[Requirements]: Return, unchanged, the stretch of the records from the line containing "Query: girl's forehead" through the end of the records.

Labeled region outline entries:
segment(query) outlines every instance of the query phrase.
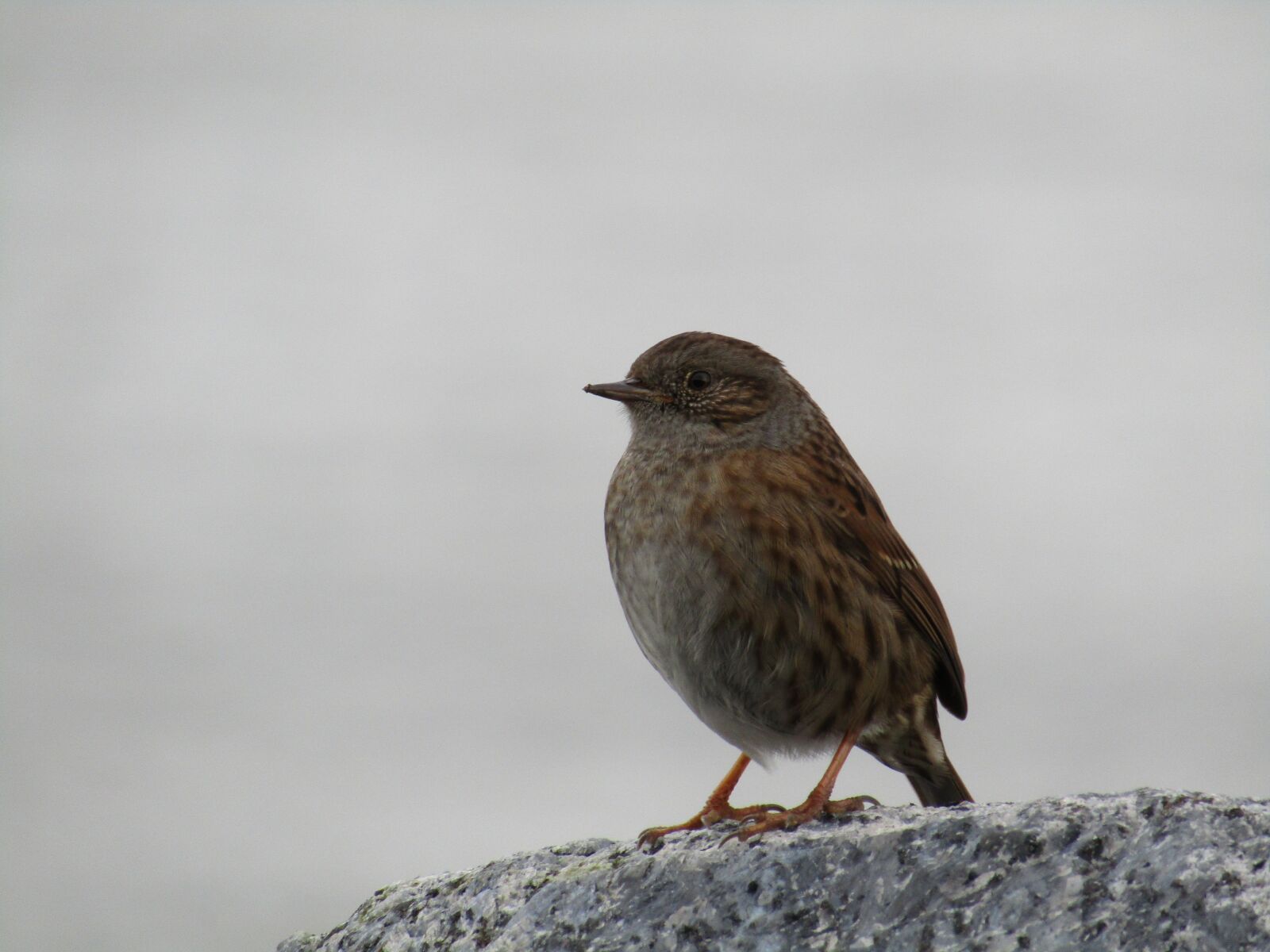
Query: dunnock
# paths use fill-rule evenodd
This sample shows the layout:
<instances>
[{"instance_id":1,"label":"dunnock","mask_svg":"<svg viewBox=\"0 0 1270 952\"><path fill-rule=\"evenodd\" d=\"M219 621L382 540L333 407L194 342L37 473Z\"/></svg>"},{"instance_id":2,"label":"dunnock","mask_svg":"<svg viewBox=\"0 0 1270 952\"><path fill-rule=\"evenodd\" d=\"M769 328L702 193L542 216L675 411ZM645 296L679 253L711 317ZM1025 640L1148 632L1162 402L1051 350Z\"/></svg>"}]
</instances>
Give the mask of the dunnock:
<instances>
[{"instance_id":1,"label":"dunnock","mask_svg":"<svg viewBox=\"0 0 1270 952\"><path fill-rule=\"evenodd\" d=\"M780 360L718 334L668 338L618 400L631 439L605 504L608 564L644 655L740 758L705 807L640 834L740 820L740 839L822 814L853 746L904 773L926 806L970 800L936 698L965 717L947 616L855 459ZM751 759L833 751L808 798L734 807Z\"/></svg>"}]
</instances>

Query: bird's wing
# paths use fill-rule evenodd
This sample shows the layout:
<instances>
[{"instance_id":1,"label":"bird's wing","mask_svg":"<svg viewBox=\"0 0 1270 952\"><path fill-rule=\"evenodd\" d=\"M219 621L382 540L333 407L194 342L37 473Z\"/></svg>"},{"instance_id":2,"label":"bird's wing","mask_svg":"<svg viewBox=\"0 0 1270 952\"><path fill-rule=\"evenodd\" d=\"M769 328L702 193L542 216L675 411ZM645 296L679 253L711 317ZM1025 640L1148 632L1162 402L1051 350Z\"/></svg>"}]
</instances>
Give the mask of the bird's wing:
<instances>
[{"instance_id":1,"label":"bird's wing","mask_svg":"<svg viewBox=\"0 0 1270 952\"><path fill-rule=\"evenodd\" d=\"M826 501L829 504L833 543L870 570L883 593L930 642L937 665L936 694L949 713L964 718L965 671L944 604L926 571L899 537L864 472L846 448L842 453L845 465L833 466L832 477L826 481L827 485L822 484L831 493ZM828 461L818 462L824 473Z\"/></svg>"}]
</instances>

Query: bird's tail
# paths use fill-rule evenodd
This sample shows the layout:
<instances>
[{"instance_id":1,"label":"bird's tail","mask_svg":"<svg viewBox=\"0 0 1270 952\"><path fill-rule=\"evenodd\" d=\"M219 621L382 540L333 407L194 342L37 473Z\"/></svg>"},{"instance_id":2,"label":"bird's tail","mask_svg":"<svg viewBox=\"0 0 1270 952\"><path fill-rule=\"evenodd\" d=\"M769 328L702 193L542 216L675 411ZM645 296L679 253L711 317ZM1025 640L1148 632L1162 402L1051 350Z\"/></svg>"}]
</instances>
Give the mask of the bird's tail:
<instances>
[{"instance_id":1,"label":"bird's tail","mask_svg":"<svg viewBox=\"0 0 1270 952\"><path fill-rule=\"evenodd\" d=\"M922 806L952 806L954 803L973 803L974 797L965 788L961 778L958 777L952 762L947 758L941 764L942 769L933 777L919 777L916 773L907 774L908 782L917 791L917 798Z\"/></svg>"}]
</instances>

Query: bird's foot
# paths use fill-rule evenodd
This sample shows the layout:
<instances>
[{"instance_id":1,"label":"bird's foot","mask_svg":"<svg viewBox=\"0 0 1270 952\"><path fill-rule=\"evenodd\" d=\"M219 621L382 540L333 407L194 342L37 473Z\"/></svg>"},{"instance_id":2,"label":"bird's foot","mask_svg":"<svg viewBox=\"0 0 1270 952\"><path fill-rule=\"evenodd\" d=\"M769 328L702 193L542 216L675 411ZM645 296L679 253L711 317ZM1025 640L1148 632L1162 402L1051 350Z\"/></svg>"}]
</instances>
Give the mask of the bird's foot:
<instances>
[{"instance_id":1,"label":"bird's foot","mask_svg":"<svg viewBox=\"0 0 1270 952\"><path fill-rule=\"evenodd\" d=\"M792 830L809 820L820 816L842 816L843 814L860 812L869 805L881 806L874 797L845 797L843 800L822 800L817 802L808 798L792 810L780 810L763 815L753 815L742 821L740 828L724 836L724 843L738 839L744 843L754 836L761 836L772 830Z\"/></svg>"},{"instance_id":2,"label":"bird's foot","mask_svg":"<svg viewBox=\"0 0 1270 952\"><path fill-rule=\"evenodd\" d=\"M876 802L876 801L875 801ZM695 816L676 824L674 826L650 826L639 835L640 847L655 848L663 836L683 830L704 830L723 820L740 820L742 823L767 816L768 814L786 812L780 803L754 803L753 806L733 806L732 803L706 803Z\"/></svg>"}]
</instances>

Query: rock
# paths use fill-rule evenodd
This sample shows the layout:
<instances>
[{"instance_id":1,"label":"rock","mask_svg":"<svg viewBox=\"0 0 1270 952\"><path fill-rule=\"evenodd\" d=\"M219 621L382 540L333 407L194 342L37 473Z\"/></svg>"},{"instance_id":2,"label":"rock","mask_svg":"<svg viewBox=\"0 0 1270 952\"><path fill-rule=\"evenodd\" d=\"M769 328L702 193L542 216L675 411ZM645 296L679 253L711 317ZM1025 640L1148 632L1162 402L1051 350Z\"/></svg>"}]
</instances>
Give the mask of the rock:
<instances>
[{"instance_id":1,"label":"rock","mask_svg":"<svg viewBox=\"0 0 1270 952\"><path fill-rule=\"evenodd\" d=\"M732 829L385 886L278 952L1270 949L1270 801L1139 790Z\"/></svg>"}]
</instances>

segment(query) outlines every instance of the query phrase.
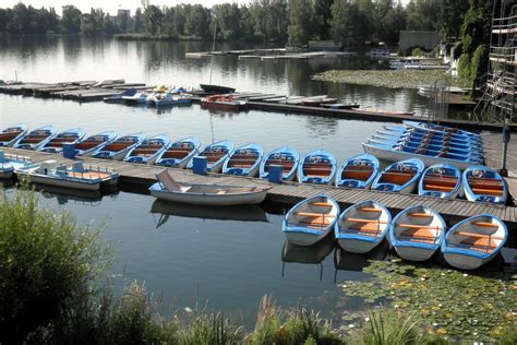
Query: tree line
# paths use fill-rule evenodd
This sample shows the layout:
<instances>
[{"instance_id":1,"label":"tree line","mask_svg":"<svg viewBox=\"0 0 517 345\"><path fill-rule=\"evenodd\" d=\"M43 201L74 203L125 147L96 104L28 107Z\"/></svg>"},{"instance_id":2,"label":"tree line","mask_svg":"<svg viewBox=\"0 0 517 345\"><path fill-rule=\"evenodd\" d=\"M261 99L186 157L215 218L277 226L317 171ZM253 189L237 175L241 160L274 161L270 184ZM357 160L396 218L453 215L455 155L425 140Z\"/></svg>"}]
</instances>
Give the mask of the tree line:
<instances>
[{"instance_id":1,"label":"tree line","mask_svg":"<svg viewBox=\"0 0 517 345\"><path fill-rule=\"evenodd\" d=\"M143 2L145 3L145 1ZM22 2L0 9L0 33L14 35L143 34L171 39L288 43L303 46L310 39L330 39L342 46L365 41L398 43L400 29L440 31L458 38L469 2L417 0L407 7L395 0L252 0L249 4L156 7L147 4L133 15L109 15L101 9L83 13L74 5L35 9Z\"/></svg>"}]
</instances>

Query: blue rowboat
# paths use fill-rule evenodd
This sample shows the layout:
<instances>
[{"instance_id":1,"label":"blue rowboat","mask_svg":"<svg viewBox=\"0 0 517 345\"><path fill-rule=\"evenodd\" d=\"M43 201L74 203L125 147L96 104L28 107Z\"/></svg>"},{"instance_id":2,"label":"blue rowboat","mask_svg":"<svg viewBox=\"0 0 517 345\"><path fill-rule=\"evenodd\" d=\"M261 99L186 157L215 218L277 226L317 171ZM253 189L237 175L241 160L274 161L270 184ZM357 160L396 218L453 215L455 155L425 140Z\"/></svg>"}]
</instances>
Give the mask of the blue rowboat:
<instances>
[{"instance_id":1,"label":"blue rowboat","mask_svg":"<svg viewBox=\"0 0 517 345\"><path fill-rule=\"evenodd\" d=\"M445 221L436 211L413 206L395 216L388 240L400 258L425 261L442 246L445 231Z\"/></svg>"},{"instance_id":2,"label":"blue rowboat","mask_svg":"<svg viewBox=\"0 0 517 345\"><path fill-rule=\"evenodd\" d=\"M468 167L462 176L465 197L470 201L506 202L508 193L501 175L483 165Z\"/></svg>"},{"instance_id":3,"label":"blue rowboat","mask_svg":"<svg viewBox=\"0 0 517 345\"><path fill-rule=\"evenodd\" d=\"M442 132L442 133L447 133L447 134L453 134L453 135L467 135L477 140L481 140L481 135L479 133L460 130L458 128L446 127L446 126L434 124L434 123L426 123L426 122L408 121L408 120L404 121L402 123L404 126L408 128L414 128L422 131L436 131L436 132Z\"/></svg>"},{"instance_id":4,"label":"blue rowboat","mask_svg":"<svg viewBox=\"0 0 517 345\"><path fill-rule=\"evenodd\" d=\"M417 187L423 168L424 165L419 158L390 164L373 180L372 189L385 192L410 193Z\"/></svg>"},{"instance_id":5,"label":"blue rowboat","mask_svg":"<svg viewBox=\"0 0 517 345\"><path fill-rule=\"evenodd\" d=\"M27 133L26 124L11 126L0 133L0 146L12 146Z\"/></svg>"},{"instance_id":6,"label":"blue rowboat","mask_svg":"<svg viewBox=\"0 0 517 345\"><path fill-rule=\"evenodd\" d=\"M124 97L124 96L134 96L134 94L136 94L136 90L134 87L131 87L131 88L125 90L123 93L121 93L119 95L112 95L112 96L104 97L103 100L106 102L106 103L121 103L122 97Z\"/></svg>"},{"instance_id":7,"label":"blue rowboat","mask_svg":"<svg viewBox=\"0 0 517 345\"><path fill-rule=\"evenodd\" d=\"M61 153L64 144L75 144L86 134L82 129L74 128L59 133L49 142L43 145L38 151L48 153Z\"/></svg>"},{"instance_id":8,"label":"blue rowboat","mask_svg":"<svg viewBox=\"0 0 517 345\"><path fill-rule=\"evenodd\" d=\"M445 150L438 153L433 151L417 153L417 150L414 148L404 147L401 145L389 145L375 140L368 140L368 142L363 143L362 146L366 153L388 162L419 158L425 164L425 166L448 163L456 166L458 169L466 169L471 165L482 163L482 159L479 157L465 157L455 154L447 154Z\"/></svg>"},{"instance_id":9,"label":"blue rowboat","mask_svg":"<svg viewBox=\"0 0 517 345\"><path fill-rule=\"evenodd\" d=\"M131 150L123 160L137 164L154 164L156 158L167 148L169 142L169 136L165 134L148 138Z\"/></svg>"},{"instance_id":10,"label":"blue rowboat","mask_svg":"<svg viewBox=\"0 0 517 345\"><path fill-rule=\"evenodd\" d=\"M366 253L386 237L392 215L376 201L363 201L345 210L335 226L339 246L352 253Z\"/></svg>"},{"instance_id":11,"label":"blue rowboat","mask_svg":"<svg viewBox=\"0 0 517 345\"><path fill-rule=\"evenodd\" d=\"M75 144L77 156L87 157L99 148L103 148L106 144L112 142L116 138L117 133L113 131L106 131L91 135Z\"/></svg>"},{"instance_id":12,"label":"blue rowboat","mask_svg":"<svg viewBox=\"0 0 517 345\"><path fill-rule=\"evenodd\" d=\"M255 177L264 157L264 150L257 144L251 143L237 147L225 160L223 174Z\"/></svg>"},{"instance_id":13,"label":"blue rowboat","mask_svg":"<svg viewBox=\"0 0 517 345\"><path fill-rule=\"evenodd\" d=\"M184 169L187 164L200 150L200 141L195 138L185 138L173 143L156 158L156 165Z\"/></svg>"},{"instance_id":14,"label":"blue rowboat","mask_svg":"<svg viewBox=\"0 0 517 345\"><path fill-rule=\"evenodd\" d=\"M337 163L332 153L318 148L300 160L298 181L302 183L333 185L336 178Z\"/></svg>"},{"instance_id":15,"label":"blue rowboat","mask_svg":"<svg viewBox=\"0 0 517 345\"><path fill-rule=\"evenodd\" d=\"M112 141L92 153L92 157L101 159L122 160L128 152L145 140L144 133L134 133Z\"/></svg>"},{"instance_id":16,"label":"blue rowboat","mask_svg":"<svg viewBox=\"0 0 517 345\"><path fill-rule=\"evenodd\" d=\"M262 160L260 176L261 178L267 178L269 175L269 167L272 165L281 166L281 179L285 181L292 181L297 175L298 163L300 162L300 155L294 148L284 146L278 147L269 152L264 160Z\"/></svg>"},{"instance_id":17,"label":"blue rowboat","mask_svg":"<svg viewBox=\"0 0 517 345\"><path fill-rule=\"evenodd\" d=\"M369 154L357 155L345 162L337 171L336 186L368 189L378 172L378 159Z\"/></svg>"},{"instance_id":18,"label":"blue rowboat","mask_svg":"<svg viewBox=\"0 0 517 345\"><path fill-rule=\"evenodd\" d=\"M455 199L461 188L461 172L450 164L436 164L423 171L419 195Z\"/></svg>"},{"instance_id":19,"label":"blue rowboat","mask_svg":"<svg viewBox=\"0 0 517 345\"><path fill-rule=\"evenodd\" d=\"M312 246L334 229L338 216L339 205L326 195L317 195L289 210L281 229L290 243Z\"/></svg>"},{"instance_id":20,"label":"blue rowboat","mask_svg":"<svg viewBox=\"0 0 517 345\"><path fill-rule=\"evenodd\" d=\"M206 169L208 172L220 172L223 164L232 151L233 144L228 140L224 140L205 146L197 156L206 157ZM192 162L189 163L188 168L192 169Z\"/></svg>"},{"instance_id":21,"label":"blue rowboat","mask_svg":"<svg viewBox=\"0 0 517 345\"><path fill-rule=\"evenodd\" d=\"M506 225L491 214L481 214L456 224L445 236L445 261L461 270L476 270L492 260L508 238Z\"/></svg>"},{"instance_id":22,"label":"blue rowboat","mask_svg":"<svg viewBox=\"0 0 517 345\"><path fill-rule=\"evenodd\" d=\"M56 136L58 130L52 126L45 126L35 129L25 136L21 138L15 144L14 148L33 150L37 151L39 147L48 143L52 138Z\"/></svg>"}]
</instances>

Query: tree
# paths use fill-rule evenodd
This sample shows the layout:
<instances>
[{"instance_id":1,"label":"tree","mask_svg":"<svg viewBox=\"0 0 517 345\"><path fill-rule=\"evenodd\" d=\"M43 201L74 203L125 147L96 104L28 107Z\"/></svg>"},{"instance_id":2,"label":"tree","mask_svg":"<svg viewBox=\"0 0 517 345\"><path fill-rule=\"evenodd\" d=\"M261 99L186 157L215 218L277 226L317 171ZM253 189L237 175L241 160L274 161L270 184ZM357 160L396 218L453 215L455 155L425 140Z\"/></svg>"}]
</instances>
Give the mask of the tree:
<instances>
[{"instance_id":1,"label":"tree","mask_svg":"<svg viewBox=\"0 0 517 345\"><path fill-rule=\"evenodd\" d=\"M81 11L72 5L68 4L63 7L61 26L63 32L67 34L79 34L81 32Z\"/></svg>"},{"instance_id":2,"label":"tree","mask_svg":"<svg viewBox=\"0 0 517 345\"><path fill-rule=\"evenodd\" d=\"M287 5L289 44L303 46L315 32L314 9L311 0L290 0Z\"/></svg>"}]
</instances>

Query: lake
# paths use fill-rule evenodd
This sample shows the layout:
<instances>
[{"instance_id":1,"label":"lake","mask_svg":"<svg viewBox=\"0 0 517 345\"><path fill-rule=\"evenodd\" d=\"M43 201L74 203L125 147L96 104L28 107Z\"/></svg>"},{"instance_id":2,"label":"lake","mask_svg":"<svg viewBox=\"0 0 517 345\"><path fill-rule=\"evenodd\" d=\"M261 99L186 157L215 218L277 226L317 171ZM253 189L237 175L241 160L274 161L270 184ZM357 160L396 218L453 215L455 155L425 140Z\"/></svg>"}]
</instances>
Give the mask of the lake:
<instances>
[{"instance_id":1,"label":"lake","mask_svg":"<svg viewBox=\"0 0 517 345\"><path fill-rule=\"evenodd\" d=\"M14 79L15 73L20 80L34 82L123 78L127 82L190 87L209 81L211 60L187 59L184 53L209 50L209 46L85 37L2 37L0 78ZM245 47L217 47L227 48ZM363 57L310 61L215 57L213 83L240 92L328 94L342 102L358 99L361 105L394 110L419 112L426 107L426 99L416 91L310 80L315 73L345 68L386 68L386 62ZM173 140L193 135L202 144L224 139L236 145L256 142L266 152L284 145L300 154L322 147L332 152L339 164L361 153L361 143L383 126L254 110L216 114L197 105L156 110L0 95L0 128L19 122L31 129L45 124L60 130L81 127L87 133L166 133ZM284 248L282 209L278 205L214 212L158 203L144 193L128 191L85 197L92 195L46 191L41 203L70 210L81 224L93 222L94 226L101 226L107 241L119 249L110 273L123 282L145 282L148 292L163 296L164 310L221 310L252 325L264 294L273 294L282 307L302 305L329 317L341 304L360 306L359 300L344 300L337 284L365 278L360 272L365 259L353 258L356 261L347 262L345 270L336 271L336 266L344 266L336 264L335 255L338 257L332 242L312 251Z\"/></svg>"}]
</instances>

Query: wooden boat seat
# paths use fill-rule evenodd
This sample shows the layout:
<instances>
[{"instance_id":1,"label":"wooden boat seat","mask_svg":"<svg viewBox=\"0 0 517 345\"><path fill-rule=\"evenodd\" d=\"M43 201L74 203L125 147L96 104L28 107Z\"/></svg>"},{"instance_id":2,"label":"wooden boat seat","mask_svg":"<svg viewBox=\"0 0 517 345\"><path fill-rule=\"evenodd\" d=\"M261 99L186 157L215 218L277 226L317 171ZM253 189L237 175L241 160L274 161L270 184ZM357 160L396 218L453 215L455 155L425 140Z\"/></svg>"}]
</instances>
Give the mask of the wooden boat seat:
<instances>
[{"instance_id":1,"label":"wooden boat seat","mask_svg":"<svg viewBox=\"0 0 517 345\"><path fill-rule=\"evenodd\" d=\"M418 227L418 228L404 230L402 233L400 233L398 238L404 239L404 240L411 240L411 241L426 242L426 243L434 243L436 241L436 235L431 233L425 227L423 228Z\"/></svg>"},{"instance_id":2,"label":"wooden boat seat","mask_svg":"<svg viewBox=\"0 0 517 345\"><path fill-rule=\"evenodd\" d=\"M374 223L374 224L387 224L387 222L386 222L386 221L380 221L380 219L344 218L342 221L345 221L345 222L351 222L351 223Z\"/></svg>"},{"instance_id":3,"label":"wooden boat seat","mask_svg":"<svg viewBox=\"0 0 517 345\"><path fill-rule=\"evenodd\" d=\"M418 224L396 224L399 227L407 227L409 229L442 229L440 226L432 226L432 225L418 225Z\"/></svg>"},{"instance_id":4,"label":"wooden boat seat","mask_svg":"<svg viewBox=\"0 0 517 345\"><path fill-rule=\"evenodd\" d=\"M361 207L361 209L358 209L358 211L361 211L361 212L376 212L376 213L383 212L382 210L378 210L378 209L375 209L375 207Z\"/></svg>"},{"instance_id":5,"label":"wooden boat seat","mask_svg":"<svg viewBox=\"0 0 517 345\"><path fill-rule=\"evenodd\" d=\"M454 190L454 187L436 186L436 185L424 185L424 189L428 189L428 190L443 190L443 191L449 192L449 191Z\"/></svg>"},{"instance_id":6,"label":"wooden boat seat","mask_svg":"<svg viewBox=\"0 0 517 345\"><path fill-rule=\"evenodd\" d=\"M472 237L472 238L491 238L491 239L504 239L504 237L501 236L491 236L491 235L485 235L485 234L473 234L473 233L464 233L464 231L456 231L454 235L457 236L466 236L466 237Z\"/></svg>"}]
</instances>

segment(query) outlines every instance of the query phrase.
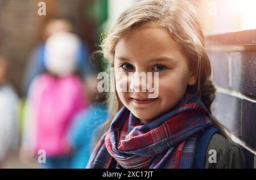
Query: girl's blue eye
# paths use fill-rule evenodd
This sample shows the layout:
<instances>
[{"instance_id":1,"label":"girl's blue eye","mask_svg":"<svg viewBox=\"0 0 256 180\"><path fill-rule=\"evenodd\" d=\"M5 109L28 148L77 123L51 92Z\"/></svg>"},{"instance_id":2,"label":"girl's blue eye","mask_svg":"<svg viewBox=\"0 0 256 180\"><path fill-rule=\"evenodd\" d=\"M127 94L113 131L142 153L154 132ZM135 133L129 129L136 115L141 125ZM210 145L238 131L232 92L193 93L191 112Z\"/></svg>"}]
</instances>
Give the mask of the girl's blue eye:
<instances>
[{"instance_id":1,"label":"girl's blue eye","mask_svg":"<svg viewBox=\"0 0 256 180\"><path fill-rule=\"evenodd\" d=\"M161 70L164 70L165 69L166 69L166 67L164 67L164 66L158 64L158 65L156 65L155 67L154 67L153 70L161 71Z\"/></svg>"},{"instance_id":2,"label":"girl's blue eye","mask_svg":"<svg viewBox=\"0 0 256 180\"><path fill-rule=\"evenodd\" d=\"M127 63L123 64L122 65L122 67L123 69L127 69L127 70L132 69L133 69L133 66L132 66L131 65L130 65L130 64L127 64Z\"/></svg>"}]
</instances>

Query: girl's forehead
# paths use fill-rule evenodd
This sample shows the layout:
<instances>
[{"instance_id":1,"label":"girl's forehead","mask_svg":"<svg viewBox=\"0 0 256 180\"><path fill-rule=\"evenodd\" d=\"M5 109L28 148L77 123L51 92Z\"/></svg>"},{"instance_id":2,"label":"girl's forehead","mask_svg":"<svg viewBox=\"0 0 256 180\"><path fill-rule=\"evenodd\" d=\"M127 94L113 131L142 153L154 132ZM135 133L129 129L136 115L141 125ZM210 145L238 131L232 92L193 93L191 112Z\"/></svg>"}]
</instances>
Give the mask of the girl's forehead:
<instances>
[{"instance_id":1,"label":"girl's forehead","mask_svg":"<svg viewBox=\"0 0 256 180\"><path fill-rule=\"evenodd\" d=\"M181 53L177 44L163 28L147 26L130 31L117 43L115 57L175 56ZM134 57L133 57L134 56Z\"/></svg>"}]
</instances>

[Output for this exercise]:
Query: girl's forehead
# paths use fill-rule evenodd
This sample shows the layout:
<instances>
[{"instance_id":1,"label":"girl's forehead","mask_svg":"<svg viewBox=\"0 0 256 180\"><path fill-rule=\"evenodd\" d=\"M5 109L28 148L77 123L51 92Z\"/></svg>"},{"instance_id":2,"label":"girl's forehead","mask_svg":"<svg viewBox=\"0 0 256 180\"><path fill-rule=\"evenodd\" d=\"M127 94L113 131L142 153L154 132ZM135 133L129 129L136 115L141 125ZM210 145L238 131L232 92L193 93L191 112Z\"/></svg>"}]
</instances>
Give the mask of the girl's forehead:
<instances>
[{"instance_id":1,"label":"girl's forehead","mask_svg":"<svg viewBox=\"0 0 256 180\"><path fill-rule=\"evenodd\" d=\"M181 53L177 44L163 28L147 26L130 31L117 43L115 57L175 56ZM134 57L133 57L134 56Z\"/></svg>"}]
</instances>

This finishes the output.